WHAT IS EXPECTED >>
Transcribe the data exactly, stopping after the "Target: red pepper strip" line.

#### MATERIALS PROVIDED

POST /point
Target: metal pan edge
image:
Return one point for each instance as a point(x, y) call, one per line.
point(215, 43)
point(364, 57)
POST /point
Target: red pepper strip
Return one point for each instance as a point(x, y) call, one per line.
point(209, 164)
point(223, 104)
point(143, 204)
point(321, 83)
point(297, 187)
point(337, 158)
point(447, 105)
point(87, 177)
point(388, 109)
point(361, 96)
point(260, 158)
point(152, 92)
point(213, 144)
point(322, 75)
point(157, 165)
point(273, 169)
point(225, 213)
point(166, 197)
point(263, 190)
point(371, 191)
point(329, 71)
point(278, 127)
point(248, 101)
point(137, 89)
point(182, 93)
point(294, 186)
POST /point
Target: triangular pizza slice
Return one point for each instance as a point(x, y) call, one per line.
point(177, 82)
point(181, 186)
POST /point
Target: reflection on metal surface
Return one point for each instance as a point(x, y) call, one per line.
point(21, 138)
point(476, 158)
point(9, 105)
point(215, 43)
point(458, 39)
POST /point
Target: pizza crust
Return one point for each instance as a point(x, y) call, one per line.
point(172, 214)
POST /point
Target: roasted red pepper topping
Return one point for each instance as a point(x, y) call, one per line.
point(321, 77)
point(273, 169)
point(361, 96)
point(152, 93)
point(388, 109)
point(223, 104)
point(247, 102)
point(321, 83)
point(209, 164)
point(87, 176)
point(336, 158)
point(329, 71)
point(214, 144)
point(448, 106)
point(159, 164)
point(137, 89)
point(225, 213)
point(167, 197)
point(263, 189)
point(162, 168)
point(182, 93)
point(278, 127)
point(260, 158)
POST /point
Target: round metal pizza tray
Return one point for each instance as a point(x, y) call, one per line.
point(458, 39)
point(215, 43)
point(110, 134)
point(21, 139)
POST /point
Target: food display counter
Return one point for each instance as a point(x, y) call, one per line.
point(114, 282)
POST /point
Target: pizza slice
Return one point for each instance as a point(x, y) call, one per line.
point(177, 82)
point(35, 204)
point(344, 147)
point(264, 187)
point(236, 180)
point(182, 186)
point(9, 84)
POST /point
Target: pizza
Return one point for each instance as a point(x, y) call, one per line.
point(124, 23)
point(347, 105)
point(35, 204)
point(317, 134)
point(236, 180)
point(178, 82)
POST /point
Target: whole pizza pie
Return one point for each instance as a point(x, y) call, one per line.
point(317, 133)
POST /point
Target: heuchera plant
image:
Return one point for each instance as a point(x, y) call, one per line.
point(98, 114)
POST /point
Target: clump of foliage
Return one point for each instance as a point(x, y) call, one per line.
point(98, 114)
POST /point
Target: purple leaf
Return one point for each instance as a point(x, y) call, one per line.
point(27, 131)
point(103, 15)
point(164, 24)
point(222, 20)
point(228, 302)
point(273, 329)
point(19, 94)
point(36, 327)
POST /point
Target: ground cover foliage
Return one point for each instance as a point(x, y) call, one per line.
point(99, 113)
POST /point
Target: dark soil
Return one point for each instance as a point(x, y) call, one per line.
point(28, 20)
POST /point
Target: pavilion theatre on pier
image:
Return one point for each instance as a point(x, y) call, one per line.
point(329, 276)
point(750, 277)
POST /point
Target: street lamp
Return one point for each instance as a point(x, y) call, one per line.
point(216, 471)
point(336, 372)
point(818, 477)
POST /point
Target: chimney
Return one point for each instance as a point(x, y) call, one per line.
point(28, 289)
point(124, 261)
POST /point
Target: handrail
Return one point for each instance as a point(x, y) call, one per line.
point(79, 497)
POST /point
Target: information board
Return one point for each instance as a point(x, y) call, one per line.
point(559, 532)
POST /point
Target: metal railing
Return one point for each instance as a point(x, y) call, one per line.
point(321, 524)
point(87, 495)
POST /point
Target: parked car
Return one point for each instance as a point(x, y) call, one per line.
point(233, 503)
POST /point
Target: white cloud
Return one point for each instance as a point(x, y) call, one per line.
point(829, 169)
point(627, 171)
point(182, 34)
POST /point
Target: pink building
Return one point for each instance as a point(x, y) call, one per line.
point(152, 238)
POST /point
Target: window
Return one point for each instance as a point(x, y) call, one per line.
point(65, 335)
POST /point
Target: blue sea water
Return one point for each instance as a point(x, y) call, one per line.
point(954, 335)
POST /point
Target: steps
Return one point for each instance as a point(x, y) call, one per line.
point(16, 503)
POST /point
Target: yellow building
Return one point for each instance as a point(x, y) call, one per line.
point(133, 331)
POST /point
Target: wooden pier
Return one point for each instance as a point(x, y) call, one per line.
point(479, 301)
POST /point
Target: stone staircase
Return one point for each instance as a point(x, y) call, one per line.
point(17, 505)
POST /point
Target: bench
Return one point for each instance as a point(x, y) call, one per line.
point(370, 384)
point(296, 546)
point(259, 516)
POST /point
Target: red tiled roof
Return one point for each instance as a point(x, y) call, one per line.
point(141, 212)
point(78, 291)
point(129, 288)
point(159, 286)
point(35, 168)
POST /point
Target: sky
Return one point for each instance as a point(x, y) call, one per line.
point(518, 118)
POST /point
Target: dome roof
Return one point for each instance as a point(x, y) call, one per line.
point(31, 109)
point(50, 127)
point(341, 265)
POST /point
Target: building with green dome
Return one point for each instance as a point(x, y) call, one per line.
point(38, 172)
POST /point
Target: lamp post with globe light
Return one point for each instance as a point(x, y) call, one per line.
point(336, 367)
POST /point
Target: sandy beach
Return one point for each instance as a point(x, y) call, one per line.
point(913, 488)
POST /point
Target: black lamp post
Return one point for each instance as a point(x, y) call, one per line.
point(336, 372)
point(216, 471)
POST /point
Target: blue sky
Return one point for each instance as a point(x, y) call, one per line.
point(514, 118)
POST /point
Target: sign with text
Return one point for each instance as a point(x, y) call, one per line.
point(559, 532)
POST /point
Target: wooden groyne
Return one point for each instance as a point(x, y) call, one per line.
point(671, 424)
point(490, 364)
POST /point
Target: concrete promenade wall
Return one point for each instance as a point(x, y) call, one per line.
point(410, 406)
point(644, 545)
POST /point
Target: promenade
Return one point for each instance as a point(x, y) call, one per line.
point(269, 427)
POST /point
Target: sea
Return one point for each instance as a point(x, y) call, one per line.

########

RESPONSE TO THIS EXERCISE >>
POST /point
Target: metal pan edge
image:
Return one point for each instance as a point(x, y) call, one per line.
point(215, 43)
point(364, 57)
POST /point
Target: red pepper strip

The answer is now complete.